# Start of THE INPUT
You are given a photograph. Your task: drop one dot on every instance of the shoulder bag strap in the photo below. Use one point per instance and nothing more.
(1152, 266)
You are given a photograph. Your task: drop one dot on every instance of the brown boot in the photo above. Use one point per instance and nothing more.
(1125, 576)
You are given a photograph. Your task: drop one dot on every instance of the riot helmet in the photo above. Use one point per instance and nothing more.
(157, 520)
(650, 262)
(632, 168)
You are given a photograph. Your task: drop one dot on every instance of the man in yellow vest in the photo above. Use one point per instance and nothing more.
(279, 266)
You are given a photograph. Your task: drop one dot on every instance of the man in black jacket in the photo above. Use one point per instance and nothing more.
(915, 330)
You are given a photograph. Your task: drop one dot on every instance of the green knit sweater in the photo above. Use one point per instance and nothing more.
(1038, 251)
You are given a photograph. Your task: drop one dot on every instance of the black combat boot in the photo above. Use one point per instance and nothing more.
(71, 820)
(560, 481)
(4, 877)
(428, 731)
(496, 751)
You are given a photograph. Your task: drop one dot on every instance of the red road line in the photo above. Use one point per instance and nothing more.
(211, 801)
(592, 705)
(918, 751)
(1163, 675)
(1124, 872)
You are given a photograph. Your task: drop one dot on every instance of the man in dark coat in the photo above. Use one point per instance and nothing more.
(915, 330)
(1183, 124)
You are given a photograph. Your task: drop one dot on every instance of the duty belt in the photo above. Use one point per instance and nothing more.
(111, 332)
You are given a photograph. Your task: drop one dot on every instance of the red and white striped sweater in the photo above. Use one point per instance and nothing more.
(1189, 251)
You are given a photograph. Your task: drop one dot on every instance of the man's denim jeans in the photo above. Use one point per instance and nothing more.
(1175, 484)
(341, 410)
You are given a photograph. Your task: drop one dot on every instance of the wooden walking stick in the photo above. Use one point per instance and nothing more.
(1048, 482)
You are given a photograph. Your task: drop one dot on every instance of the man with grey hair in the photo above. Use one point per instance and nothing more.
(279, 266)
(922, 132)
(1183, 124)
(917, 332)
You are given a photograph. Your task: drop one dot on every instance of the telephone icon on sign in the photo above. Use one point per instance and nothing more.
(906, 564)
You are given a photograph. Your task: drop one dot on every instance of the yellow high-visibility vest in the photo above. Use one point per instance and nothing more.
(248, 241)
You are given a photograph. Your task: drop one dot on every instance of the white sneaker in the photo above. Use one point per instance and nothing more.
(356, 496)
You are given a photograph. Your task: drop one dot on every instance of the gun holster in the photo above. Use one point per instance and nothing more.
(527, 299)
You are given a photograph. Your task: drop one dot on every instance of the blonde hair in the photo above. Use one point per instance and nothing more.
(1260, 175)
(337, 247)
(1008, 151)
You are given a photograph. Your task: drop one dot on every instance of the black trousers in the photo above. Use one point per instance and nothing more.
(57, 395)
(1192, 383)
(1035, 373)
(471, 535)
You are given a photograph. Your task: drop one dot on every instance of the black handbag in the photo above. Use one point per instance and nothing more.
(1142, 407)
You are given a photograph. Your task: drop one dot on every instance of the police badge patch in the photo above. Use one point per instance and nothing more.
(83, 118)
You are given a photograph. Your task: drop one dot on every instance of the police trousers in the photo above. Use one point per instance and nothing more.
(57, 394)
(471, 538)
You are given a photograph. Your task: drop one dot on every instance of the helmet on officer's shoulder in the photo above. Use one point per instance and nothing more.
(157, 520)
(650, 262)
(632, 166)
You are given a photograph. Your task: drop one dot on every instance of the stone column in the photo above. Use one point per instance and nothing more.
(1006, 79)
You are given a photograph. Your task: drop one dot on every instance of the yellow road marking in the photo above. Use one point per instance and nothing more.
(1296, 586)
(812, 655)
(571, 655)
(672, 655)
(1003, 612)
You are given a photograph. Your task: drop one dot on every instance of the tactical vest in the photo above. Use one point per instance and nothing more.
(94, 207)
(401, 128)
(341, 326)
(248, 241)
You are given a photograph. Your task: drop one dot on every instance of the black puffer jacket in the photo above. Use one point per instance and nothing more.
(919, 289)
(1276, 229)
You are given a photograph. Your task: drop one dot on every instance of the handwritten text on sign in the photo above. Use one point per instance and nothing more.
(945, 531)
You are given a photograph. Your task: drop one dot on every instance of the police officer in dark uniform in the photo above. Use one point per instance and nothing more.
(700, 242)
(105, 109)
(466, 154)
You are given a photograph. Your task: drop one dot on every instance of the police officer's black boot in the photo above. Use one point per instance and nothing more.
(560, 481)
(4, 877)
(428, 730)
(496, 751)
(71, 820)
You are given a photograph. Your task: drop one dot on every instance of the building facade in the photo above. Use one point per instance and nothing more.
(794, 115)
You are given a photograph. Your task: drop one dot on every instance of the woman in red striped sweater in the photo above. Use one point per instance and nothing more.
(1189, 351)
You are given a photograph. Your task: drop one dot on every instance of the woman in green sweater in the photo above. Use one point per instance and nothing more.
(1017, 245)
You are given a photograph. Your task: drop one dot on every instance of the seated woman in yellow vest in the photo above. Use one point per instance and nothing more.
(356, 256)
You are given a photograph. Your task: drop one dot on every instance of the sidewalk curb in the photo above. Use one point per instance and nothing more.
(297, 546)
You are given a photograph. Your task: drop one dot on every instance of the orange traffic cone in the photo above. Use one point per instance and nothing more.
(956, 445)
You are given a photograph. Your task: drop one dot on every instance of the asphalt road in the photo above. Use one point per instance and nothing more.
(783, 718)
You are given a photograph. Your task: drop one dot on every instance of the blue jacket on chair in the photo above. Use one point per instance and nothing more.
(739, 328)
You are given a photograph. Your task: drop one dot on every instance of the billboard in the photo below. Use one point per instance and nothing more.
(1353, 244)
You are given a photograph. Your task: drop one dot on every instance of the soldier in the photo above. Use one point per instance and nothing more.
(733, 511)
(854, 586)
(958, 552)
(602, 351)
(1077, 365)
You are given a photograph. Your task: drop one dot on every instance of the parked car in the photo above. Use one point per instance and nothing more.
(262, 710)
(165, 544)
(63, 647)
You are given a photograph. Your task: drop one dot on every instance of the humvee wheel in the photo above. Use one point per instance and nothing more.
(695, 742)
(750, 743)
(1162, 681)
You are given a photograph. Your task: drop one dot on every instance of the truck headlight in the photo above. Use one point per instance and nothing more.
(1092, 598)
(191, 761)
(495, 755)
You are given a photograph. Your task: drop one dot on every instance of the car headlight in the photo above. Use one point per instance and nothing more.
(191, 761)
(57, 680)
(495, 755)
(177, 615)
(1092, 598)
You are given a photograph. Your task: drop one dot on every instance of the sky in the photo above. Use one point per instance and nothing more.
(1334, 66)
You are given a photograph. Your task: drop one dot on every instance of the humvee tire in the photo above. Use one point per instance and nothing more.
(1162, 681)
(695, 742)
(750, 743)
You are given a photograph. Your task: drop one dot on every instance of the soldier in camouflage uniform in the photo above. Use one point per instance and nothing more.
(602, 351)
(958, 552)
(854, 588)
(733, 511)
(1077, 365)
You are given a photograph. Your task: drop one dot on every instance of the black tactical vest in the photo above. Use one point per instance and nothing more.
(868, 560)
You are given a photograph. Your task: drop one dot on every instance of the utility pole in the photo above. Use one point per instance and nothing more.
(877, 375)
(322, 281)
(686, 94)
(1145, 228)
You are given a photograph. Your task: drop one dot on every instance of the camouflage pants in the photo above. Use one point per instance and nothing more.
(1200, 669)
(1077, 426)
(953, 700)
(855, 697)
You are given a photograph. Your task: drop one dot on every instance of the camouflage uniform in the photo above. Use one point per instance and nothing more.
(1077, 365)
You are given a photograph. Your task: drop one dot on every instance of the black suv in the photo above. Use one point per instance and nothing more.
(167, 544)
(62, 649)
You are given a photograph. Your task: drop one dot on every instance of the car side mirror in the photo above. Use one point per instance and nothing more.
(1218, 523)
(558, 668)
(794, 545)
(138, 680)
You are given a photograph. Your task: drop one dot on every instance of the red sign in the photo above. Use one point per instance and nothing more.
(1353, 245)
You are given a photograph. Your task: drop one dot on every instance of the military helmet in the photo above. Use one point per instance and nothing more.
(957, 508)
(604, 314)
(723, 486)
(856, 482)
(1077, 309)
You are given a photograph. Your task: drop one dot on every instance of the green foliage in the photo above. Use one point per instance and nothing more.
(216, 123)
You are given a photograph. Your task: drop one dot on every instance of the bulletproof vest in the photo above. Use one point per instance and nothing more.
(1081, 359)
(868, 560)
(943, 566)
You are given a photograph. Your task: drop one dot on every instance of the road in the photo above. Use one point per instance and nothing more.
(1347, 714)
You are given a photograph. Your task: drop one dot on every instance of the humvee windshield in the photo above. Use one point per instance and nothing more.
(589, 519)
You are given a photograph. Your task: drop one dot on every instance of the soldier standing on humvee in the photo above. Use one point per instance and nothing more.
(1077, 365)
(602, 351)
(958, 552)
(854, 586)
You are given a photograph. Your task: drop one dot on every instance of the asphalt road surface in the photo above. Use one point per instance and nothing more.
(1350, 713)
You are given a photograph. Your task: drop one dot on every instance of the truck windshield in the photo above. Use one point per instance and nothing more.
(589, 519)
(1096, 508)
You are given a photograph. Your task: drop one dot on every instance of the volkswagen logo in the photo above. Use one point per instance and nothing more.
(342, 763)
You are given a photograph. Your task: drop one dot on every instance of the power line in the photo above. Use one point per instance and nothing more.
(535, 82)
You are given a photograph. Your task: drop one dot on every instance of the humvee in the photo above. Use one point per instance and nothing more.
# End of THE INPUT
EXERCISE DESCRIPTION: Rewrite the lines from the start of the lines through the one containing "(1152, 266)", replacing "shoulder bag strap" with "backpack strap" and leaving everything else unchanged.

ANSWER TO THE PROBLEM:
You are given a photograph. Your task: drop one dot on every instance of the backpack strap in the photo below. Use one point per instance and nothing more.
(1152, 266)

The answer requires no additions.